◆ **REQUIREMENT**
Reproduce the following lines word for word, keeping every character and line break unchanged.

◆ **INPUT FOR THIS TASK**
______

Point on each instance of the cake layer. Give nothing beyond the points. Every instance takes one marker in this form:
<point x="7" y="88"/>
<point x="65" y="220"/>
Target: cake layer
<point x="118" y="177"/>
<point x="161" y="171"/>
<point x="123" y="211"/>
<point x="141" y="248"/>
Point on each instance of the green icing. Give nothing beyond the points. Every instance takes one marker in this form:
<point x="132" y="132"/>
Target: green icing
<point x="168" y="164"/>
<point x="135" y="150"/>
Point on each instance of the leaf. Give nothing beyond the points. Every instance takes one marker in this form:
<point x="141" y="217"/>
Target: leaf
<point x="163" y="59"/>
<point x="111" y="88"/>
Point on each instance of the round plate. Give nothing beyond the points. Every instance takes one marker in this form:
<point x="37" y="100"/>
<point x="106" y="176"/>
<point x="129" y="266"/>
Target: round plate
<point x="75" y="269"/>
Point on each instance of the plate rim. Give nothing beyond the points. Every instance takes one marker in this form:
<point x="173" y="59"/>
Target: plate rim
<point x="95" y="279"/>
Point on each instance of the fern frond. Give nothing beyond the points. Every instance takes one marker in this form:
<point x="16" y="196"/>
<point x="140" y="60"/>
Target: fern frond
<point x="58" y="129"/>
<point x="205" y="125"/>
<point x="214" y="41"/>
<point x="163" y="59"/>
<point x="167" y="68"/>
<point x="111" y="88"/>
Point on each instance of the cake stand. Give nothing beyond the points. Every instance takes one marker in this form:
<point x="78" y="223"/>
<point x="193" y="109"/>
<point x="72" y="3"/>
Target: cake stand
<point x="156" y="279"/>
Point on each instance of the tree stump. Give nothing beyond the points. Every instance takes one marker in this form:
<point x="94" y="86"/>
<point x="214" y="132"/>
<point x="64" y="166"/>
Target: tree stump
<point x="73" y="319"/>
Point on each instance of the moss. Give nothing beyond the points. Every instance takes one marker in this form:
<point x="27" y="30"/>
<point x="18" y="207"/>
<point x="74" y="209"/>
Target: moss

______

◆ **COMPLETED TASK**
Point on each instance of the cake layer. Give nothing beyond the points. Every instance takes one marker in this form:
<point x="7" y="88"/>
<point x="65" y="220"/>
Target: cake layer
<point x="118" y="177"/>
<point x="161" y="171"/>
<point x="123" y="211"/>
<point x="141" y="248"/>
Point on each instance of the green icing. Give nothing beyond the points. Every instance takes one marker in this form:
<point x="132" y="132"/>
Target: green icing
<point x="168" y="164"/>
<point x="135" y="150"/>
Point on each instance of the leaf. Give nothing beyond the points. Every instance takes one marker in this form:
<point x="141" y="217"/>
Target: leaf
<point x="163" y="59"/>
<point x="111" y="88"/>
Point on each instance of the round plate. Give nothing beyond the points. Every instance takes one marker in this form:
<point x="37" y="100"/>
<point x="106" y="176"/>
<point x="129" y="266"/>
Target: round plate
<point x="75" y="269"/>
Point on each instance of the plate rim. Give nothing beyond the points. Every instance takes one marker in this form:
<point x="173" y="59"/>
Target: plate rim
<point x="95" y="279"/>
Point on each instance of the fern frond. Give nothing beyond the points. Every instance takes one marker in this form:
<point x="16" y="196"/>
<point x="140" y="60"/>
Target: fern frond
<point x="58" y="129"/>
<point x="205" y="125"/>
<point x="214" y="41"/>
<point x="163" y="59"/>
<point x="167" y="68"/>
<point x="111" y="88"/>
Point on each instance of the cake stand. Give nothing beyond the points. Every instance takes one marker in this form:
<point x="78" y="223"/>
<point x="193" y="109"/>
<point x="72" y="3"/>
Target: cake stand
<point x="156" y="279"/>
Point on each instance of the tree stump. Give nothing beyond the points. Every instance takes one marker in this form:
<point x="94" y="86"/>
<point x="214" y="132"/>
<point x="64" y="166"/>
Target: tree stump
<point x="73" y="319"/>
Point on each instance of the moss. Give nothing beyond the points. Every instance takes one marker in this form:
<point x="27" y="30"/>
<point x="18" y="207"/>
<point x="74" y="209"/>
Target: moss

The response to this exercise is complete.